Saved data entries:
=== Section Start ===

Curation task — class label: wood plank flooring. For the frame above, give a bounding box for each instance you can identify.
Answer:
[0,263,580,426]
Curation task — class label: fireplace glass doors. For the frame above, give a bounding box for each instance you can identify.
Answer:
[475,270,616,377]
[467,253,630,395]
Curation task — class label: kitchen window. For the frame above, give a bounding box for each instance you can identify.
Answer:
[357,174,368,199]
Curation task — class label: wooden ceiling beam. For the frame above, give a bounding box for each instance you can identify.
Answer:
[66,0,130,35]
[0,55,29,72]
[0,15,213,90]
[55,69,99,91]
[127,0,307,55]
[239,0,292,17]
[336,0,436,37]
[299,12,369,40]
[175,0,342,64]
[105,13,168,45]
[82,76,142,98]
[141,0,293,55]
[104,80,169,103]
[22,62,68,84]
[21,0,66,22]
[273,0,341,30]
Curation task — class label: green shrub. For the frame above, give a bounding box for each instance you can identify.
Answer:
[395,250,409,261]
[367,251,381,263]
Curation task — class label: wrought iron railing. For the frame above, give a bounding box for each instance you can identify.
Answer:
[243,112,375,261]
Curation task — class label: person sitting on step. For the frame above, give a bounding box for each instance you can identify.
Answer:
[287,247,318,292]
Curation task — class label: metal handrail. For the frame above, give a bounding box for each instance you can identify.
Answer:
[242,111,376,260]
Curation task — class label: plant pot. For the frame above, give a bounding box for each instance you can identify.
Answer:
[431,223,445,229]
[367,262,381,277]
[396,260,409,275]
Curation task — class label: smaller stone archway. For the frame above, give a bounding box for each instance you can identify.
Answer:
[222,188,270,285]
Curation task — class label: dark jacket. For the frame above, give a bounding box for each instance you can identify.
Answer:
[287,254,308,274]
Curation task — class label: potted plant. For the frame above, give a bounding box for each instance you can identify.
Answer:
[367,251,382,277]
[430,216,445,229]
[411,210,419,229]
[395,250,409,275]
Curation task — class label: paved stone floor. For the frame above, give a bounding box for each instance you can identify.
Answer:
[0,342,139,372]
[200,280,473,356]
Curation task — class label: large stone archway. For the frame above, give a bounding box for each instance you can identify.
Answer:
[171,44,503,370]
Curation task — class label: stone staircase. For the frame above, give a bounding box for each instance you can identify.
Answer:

=== Section End ===

WHAT YOU SHOULD DO
The records above should be repeated exactly. Print them all.

OUTPUT OF THE TASK
Curation task — class label: wood plank flooring. For the frame above, give a bounding box for each instance you can identify.
Answer:
[0,263,580,426]
Curation task — class label: fireplace glass doors. For the frame above, give a bounding box for each instance you can identify.
Answer:
[475,270,616,377]
[467,253,630,395]
Curation task — class label: kitchen window. For the frame above, give a bounding box for each instance you can identify.
Answer:
[357,174,368,199]
Curation task — class label: wooden ceiling beam. For the frame above, give a bounding box for each instance you can identify.
Answer:
[66,0,130,35]
[0,55,29,72]
[0,15,213,90]
[55,69,99,91]
[127,0,307,55]
[239,0,292,17]
[336,0,436,37]
[299,12,369,40]
[175,0,342,64]
[105,13,168,45]
[82,76,142,98]
[141,0,293,55]
[104,80,169,103]
[22,62,68,84]
[21,0,66,22]
[273,0,341,30]
Curation task — class label: green shrub. For the frame above, give a bounding box for each instance you can identify.
Answer:
[395,250,409,261]
[367,251,381,263]
Curation task — class label: wrought iron railing. For the frame above, give a bounding box for each instance you can identify.
Answer:
[243,112,375,261]
Curation task — class label: person sitting on step. For the frame above, give a bounding box for each instance you can identify.
Answer:
[287,247,318,292]
Curation task — class label: metal handrail. For the frame above, give a bounding box for each instance you can identify.
Answer:
[242,111,376,260]
Curation task — class label: plant pot. For the frame above, give a bounding box for each instance you can identify.
Answer:
[431,223,445,229]
[367,262,381,277]
[396,260,409,275]
Curation task — class label: smaller stone archway. For the frame above, give a bounding box for each instance you can identify.
Answer:
[222,188,270,285]
Curation task — class label: dark jacket. For the frame above, give a bounding box for each instance you can identify.
Answer:
[287,254,308,274]
Curation task — class label: potted plant. For the frame above, give a bounding box for each instance you can identify.
Answer:
[367,251,382,277]
[430,216,445,229]
[411,210,419,229]
[395,250,409,275]
Curation task — class label: paved stone floor. For the frame above, give a bounding box for each instance you can identify.
Answer:
[0,342,139,372]
[200,280,473,356]
Curation task — class label: large stone archway. For the frame above, give a bounding box for each instance you can identify.
Answer:
[171,44,503,370]
Curation task — class label: stone staircase. For the frame above, give a bounding box for each instance you can identify.
Answer:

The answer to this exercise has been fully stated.